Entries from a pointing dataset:
+--
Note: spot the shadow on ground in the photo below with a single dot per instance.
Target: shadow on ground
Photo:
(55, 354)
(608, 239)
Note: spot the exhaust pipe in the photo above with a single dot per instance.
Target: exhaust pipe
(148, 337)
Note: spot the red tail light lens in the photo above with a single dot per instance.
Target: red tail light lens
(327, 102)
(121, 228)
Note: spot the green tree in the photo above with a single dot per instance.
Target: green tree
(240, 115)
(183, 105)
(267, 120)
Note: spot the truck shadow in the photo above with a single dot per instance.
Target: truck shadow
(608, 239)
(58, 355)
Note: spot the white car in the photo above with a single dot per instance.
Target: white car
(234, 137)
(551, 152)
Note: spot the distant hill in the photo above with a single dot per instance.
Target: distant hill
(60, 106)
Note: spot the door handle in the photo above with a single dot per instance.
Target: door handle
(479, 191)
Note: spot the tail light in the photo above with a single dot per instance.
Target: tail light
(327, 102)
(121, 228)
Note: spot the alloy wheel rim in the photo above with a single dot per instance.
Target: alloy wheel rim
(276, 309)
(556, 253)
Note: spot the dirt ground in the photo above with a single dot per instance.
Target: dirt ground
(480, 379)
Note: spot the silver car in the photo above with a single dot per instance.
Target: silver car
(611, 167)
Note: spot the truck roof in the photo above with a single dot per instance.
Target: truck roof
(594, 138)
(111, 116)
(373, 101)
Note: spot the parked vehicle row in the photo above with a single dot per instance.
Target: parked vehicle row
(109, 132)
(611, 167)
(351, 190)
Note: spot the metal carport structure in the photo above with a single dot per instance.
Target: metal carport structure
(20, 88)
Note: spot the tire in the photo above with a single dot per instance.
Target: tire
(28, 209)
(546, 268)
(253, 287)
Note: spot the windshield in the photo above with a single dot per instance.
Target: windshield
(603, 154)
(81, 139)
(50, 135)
+--
== SET PROBLEM ==
The listing above must be transcribed exactly, line by line.

== CORRECT RESPONSE ==
Note: spot the shadow on ground in the photo below with a single dot per instance.
Target: shadow on ground
Photo:
(55, 354)
(608, 239)
Note: spot the exhaust pipe in the photo above with a single dot per instance.
Target: exhaust pipe
(148, 337)
Note: spot the red tail light lens in the photo above with a single dot per instance.
Target: red tail light lens
(327, 102)
(121, 228)
Note: spot the green tree in the photo above with a single dot per instance.
Target: green tree
(240, 115)
(183, 105)
(267, 120)
Note: spot the truck shadow in the photo above with a single dot per instance.
Target: truck shadow
(608, 239)
(58, 355)
Note: spot the white car in the photo above with a single dot per instance.
Target: white car
(234, 137)
(551, 152)
Note: spot the distant hill in the photo above with a single dot per instance.
Target: distant hill
(60, 106)
Note: spot the door handle in the photo above with a single dot per instance.
Target: door handle
(479, 191)
Note: spot the tail light in the photo above with a single dot per instance.
Target: tail light
(327, 102)
(121, 228)
Note: spot the alloy wheel rim in the photo above with a single dot per instance.
Target: alloy wheel rim
(276, 309)
(556, 253)
Note: spot the dirt ground in the photo above with a single dot per instance.
Target: dirt ground
(480, 379)
Note: spot the silver car in the photo above with a single dot per instance.
Target: silver car
(611, 167)
Note: spot the truck roof in the photo above with a single dot per instance.
Target: truck roof
(594, 138)
(111, 116)
(373, 101)
Note: spot the parked vehicle row in the photo above with a single dot per instance.
Target: parked vehicle row
(109, 132)
(611, 167)
(351, 190)
Note: spot the metal carport structure in the photo above with a single dot per instance.
Target: metal carport structure
(20, 88)
Note: spot the tire in the photo above with a single dot per instance.
Target: tire
(28, 209)
(546, 268)
(253, 287)
Note: spot the windshield in the photo above with a single dot per instance.
Target: windshield
(603, 154)
(81, 139)
(50, 135)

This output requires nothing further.